## Records shown

* * *

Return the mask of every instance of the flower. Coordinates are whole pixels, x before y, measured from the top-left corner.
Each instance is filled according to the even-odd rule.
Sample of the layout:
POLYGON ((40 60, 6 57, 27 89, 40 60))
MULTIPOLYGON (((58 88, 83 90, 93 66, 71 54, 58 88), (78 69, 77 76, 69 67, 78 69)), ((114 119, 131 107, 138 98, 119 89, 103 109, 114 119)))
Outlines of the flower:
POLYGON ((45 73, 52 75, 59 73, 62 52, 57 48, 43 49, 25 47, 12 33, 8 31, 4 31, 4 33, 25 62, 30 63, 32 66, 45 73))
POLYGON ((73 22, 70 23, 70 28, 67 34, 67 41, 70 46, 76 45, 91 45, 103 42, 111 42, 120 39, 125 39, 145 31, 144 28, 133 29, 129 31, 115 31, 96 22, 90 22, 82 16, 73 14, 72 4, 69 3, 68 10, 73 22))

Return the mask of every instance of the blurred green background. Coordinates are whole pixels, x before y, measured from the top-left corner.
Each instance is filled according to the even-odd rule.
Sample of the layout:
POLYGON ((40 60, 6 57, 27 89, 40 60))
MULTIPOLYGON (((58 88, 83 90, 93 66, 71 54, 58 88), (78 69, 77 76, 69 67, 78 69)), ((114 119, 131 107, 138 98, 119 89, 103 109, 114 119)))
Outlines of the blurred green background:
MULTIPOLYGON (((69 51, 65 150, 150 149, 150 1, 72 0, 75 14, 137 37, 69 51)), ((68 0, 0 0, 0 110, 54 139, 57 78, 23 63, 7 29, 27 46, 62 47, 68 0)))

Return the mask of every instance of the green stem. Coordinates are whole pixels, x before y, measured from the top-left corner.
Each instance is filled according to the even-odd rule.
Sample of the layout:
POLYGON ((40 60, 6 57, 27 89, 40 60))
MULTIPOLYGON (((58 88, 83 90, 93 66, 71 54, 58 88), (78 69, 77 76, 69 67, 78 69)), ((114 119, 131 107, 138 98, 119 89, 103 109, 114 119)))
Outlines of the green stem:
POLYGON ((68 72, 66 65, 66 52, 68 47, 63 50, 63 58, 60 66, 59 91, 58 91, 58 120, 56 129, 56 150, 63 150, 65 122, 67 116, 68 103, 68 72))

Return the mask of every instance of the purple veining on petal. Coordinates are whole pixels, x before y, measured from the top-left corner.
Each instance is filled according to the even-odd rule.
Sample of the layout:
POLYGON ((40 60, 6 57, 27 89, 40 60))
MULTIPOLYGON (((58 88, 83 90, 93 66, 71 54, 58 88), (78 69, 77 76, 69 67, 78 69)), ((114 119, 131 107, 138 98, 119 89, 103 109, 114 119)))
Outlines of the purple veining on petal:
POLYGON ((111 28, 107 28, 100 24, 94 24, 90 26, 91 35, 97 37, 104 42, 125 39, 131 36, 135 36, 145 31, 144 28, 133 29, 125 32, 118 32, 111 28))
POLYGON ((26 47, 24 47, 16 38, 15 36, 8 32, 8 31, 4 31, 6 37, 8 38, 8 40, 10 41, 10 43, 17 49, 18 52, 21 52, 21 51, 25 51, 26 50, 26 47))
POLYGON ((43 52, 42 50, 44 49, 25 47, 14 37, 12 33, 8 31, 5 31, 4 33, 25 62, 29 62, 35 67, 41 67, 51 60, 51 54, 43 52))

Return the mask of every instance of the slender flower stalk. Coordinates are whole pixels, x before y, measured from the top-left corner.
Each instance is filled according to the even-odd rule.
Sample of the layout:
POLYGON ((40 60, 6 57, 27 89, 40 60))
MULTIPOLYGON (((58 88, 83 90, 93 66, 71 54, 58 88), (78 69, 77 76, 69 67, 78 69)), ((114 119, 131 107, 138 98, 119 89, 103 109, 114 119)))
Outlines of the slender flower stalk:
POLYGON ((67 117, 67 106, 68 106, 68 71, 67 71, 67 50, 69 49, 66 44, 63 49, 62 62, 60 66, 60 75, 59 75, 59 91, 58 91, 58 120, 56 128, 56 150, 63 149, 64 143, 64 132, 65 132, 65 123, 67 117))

* * *

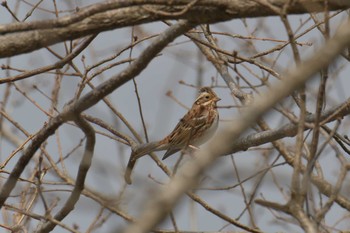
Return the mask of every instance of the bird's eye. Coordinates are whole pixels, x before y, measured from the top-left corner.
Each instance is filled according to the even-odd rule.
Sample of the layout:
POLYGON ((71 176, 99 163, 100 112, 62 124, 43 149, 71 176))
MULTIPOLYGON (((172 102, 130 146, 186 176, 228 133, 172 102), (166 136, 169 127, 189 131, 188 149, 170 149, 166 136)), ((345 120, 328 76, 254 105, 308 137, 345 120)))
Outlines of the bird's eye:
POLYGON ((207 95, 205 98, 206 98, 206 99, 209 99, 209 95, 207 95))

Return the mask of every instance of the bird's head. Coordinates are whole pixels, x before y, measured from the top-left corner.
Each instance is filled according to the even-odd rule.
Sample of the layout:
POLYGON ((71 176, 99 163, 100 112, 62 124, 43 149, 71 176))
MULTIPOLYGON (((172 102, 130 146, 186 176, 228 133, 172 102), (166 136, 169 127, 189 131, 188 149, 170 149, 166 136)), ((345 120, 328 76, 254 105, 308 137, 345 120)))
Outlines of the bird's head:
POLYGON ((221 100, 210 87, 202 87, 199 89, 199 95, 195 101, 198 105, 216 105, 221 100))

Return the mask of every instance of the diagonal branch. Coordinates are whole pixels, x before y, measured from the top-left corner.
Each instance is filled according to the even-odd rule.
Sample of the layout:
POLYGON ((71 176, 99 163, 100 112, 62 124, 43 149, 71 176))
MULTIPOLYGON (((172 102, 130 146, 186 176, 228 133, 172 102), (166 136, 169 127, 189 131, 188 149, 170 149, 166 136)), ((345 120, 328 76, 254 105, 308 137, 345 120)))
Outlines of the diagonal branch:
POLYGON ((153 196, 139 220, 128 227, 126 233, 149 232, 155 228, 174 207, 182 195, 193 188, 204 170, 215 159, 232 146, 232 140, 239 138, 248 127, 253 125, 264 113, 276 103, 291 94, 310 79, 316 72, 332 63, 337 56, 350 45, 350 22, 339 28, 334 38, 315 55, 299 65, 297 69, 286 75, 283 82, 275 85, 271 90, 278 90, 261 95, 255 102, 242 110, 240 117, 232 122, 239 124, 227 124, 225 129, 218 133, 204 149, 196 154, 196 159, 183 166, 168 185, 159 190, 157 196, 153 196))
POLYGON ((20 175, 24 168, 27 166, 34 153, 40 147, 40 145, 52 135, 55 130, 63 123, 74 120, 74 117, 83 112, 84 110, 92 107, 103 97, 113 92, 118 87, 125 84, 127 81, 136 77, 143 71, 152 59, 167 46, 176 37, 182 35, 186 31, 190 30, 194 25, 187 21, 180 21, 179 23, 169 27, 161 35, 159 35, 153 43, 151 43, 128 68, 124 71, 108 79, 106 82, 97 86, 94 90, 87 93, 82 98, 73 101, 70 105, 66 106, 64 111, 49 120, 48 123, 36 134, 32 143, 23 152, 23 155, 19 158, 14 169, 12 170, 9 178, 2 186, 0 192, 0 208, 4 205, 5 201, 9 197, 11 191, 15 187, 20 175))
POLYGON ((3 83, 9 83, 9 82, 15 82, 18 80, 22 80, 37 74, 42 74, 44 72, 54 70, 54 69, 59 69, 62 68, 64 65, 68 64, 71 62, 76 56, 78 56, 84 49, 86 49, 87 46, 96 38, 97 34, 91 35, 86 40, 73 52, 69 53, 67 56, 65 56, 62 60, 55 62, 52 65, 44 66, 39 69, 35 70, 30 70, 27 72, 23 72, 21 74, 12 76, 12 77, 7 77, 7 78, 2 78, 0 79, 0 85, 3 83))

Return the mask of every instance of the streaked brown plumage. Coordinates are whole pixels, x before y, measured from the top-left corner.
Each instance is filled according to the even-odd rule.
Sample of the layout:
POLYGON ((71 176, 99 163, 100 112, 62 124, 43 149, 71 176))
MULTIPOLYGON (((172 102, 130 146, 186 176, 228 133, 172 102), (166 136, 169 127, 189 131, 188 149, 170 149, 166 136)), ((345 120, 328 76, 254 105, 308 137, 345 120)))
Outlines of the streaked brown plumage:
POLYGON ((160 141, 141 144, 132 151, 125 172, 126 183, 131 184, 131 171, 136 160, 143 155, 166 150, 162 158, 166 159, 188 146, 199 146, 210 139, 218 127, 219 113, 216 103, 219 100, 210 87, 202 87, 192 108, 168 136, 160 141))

* * *

## The problem
Would you copy, unchanged, the stretch of the records above that begins at the line containing "Return the mask of every instance of the purple" and ends at the line containing "Return the mask of every instance of the slender", and only that?

## Exercise output
Return the mask of every instance of the purple veining on petal. Coordinates are whole pixels, x before y, measured from the top-left corner.
Each instance is filled according to the even-odd rule.
Sample of the layout:
POLYGON ((40 60, 6 57, 27 89, 40 60))
MULTIPOLYGON (((58 88, 83 90, 93 66, 71 54, 58 88), (78 69, 77 76, 69 67, 78 69)), ((114 119, 131 107, 138 98, 119 89, 103 109, 114 119)))
Outlines of the purple veining on petal:
POLYGON ((111 28, 107 28, 100 24, 94 24, 90 26, 91 35, 97 37, 104 42, 125 39, 131 36, 135 36, 145 31, 144 28, 133 29, 125 32, 118 32, 111 28))
POLYGON ((26 47, 24 47, 16 38, 15 36, 8 32, 8 31, 4 31, 6 37, 8 38, 8 40, 10 41, 10 43, 17 49, 18 52, 21 52, 21 51, 25 51, 26 50, 26 47))
POLYGON ((43 52, 42 50, 44 49, 25 47, 14 37, 12 33, 8 31, 5 31, 4 33, 25 62, 29 62, 35 67, 41 67, 51 60, 51 54, 43 52))

Return the mask of every instance of the slender flower stalk. Coordinates are whole pixels, x before y, measured from the top-left corner.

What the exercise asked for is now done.